- [PAGE EXTRACT]
-------------------------
You ask what Keith meant by "self-governance." Funny, but I was going to
ask you the same thing, as you used the term in the first line of your post
- "before we celebrate our capacity for Gibson’s idea of
self-governance...." I read Keith's use of the term as simply referring to
your use of it.

I took (or perhaps mis-took) your use of the term as referring to
"governance" of an organization by its own members, which is how I read
Bob's interpretation of Gibson.

In any case, it seems to me that your post was a pretty good example of
what Bob wrote about:
"Such an approach to governance both allows and expects all members, again
over time and especially with careful deliberation, to continuously examine
and re-examine those principles and their decision consequences, and
gradually and reflectively (not reflexively) adjust them as they see fit."
Assuming I'm correct in my interpretation, then I thank you for your
contribution to helping the community re-examine and adjust our principles.
-------------------------
- [Collected data entries]
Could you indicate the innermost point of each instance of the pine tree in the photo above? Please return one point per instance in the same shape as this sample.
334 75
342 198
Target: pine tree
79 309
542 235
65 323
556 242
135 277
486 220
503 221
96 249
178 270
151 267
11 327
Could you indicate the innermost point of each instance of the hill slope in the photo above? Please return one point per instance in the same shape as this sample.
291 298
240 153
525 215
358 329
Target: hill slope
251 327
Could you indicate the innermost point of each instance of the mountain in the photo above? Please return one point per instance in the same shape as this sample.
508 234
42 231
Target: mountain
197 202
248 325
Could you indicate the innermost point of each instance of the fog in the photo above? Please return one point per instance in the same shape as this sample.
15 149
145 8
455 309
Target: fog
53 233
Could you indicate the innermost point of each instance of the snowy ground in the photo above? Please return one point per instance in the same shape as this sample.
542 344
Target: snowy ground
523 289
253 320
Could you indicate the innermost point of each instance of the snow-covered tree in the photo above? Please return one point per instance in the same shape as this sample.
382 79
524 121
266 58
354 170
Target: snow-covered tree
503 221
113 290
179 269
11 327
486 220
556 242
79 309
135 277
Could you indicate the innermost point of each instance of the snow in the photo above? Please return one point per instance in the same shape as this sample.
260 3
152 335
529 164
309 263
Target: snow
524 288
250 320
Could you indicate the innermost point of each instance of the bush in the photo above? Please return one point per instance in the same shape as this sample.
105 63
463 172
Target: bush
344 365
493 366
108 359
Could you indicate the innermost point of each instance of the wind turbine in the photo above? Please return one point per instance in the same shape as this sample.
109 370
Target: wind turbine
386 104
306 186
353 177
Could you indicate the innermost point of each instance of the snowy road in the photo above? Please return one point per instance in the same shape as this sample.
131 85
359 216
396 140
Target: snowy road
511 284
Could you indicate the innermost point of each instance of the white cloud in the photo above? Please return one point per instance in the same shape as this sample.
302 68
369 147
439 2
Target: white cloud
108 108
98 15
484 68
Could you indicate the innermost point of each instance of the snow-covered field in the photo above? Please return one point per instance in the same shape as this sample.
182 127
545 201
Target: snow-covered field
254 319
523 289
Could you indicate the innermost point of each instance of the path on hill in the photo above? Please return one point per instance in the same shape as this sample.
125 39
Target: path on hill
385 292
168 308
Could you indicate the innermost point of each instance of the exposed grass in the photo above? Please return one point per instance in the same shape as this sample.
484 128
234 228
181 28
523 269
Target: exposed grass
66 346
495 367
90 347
-------------------------
- [PROBLEMS]
A – Reproduce the stretch of the listing from the line containing "of the wind" through the end of the listing, keeping every line unchanged.
B – Write a continuation of the post on self-governance, beginning right after its final sentence.

- [RESULTS FOR EACH TASK]
A –
Could you indicate the innermost point of each instance of the wind turbine in the photo above? Please return one point per instance in the same shape as this sample.
109 370
Target: wind turbine
386 104
306 186
353 177
Could you indicate the innermost point of each instance of the snowy road in the photo above? Please return one point per instance in the same shape as this sample.
131 85
359 216
396 140
Target: snowy road
511 284
Could you indicate the innermost point of each instance of the white cloud in the photo above? Please return one point per instance in the same shape as this sample.
302 68
369 147
439 2
Target: white cloud
108 108
98 15
484 68
Could you indicate the innermost point of each instance of the snow-covered field in the photo above? Please return one point per instance in the same shape as this sample.
182 127
545 201
Target: snow-covered field
254 319
523 289
Could you indicate the innermost point of each instance of the path on hill in the photo above? Please return one point per instance in the same shape as this sample.
125 39
Target: path on hill
385 292
168 308
Could you indicate the innermost point of each instance of the exposed grass in the photo above? Please return one point per instance in the same shape as this sample.
484 128
234 228
181 28
523 269
Target: exposed grass
66 346
495 367
90 347

B –
\V/_  /fas

*Prof. Filippo A. Salustri, Ph.D., P.Eng.*
Email: [log in to unmask]
Web: http://deseng.ryerson.ca/~fil/
ORCID: 0000-0002-3689-5112 <http://orcid.org/0000-0002-3689-5112>
"Time flies like an arrow. Fruit flies like a banana."

On 26 January 2017 at 20:01, Teena Clerke <[log in to unmask]> wrote:

> Hi Keith,
>
> I am not entirely sure what you mean by ‘self-governance’ – are you
> suggesting that individuals can govern their own practices, or that a
> discipline can be self-governing? As in my last post, Foucault understands
> discipline as 'unauthored, anonymous. It is not owned by those it
> disciplines’. It is instead, a set of discursive practices of power
> governing who can say what, when and where, and who responds and how.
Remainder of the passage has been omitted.